[Records of labeled points]

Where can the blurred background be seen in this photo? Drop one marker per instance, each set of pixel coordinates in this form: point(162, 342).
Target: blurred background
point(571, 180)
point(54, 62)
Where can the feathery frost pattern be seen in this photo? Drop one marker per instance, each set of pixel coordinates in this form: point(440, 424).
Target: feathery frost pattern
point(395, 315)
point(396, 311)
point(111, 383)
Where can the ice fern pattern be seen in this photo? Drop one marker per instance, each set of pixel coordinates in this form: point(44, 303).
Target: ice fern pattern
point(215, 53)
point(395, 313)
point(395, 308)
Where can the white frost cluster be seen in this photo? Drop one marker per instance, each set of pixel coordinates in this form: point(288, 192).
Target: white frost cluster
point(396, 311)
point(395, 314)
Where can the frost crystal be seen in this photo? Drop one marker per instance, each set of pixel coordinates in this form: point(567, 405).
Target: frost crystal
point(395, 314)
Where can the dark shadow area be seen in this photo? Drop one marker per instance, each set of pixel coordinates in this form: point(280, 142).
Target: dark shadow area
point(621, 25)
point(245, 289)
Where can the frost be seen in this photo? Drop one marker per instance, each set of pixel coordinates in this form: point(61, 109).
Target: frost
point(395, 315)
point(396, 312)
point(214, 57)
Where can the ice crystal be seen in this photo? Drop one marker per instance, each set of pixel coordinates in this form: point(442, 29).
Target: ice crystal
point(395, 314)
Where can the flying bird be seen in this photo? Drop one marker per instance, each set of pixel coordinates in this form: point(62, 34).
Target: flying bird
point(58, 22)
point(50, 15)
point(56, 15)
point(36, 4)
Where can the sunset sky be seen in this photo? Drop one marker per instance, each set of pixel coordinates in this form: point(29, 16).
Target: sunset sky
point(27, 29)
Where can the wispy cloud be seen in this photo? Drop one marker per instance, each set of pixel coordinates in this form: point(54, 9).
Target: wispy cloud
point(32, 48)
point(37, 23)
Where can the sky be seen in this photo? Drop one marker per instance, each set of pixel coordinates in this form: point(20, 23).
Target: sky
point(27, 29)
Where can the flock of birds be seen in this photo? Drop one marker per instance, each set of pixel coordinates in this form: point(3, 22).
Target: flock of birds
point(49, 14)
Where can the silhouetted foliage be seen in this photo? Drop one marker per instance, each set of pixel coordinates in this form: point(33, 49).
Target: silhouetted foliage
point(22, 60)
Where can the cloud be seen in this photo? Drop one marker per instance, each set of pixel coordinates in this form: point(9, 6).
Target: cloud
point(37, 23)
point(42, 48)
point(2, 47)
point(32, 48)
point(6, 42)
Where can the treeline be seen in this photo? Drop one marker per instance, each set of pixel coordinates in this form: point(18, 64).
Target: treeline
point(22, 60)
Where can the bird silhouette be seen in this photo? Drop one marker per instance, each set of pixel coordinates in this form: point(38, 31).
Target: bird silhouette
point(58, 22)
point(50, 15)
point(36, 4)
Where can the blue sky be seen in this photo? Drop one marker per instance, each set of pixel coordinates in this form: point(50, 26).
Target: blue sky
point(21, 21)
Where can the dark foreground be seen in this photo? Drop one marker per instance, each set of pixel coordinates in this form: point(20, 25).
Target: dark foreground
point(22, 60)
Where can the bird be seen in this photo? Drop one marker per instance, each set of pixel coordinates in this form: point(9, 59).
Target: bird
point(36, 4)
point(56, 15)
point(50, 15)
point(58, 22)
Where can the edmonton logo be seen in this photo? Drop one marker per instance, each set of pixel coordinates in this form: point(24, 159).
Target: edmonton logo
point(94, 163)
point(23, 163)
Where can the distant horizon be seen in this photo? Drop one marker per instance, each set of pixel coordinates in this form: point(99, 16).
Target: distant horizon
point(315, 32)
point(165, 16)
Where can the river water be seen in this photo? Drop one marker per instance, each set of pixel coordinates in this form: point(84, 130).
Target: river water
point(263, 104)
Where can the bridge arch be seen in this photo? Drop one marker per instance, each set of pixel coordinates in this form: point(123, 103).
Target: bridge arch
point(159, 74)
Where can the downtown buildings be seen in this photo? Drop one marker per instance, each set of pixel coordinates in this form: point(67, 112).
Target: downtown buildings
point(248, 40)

The exercise => Format every line of the items above as a numbered list, omitting any blank lines.

Exercise result =>
1. Where can the blurred background be seen in this photo? Drop one marker per instance, each set of pixel coordinates in this form: point(162, 342).
2. Target: blurred background
3. point(571, 180)
4. point(54, 62)
5. Where can the feathery frost pattern be seen in this photo? Drop one marker per instance, each set of pixel coordinates in this form: point(440, 424).
6. Target: feathery frost pattern
7. point(395, 315)
8. point(396, 311)
9. point(111, 383)
10. Where can the ice fern pattern be seen in this photo? Drop one marker per instance, each set of pixel coordinates in this form: point(44, 303).
11. Target: ice fern pattern
12. point(215, 53)
13. point(395, 313)
14. point(395, 308)
15. Where can the white frost cluster be seen in this photo? Drop one marker per instance, each set of pixel coordinates in this form: point(288, 192).
16. Target: white frost cluster
17. point(396, 311)
18. point(395, 314)
19. Where can the frost crystal be seen in this photo? Drop one marker per instance, each set of pixel coordinates in this form: point(567, 405).
20. Target: frost crystal
21. point(395, 314)
22. Where can the dark shadow area be seen in this photo? Drop one marker per instance, each set of pixel coordinates in this form: point(280, 142).
23. Target: dark shadow area
24. point(621, 25)
25. point(245, 289)
26. Where can the frost be seen in this photo? Drop one marker per instance, each set of pixel coordinates in this form: point(61, 109).
27. Target: frost
28. point(395, 315)
29. point(396, 312)
30. point(214, 57)
31. Where can the ice crystal be seen in this photo? Drop one marker per instance, each set of pixel coordinates in this form: point(442, 29).
32. Target: ice crystal
33. point(395, 314)
34. Where can the flying bird be seen in this photo? Drop one marker per instance, each set of pixel coordinates in this form: point(62, 34).
35. Target: flying bird
36. point(58, 22)
37. point(50, 15)
38. point(56, 15)
39. point(36, 4)
40. Where can the sunset sky be seen in this photo? Drop one marker per instance, each set of pixel coordinates in this form: point(29, 16).
41. Target: sunset sky
42. point(27, 29)
43. Where can the wispy cloud be seen in this photo? Drop one marker per instance, each set of pixel coordinates in this form: point(54, 9).
44. Target: wispy cloud
45. point(32, 48)
46. point(37, 23)
47. Where can the sky be seen in this photo? Drop one marker per instance, each set of pixel coordinates in this form: point(20, 23).
48. Target: sky
49. point(27, 29)
50. Where can the flock of birds be seen in this photo? Drop one marker per instance, each set of pixel coordinates in this form: point(3, 22).
51. Target: flock of birds
52. point(49, 14)
53. Where can the silhouetted foliage be seen in this photo? Drop one marker per instance, each set of pixel coordinates in this form: point(33, 49).
54. Target: silhouetted foliage
55. point(22, 60)
56. Where can the cloud be seen in this photo? Drop one marker per instance, each set of pixel coordinates in this form: point(9, 6).
57. Target: cloud
58. point(37, 23)
59. point(42, 48)
60. point(2, 47)
61. point(32, 48)
62. point(6, 42)
63. Where can the treeline be seen in this photo? Drop one marker per instance, each set of pixel coordinates in this form: point(18, 64).
64. Target: treeline
65. point(22, 60)
66. Where can the bird silhouette be seen in this photo? Drop one marker per instance, each set of pixel coordinates in this form: point(38, 31).
67. Target: bird silhouette
68. point(58, 22)
69. point(50, 15)
70. point(36, 4)
71. Where can the blue sky be seen in this photo? Drop one marker per instance, each set of pixel coordinates in this form: point(50, 26).
72. Target: blue sky
73. point(21, 21)
74. Where can the dark foreground be seen in this photo? Drop one marker per instance, each set of pixel coordinates in this form: point(20, 25).
75. Target: dark foreground
76. point(22, 60)
77. Where can the bird be seen in this photo? Drop one marker per instance, each set of pixel coordinates in this form: point(9, 59).
78. Target: bird
79. point(36, 4)
80. point(56, 15)
81. point(50, 15)
82. point(58, 22)
83. Where can the edmonton logo be seen in this photo? Drop one marker per instance, each set of pixel coordinates in this form: point(24, 159).
84. Target: edmonton logo
85. point(94, 163)
86. point(23, 163)
87. Where can the distant horizon be seen in this photo? Drop one marker per instance, each set of pixel coordinates in this form: point(99, 16).
88. Target: distant horizon
89. point(315, 32)
90. point(165, 16)
91. Where can the river water be seen in this photo? Drop one marker per instance, each set of pixel coordinates in this form: point(84, 130).
92. Target: river water
93. point(263, 104)
94. Where can the bridge arch be seen in this photo? Drop one marker per instance, each set of pixel coordinates in this form: point(123, 103).
95. Target: bridge arch
96. point(159, 74)
97. Where can the downtown buildings be seen in this photo? Drop one marker per instance, each set of pixel coordinates in this form: point(67, 112).
98. Target: downtown buildings
99. point(248, 40)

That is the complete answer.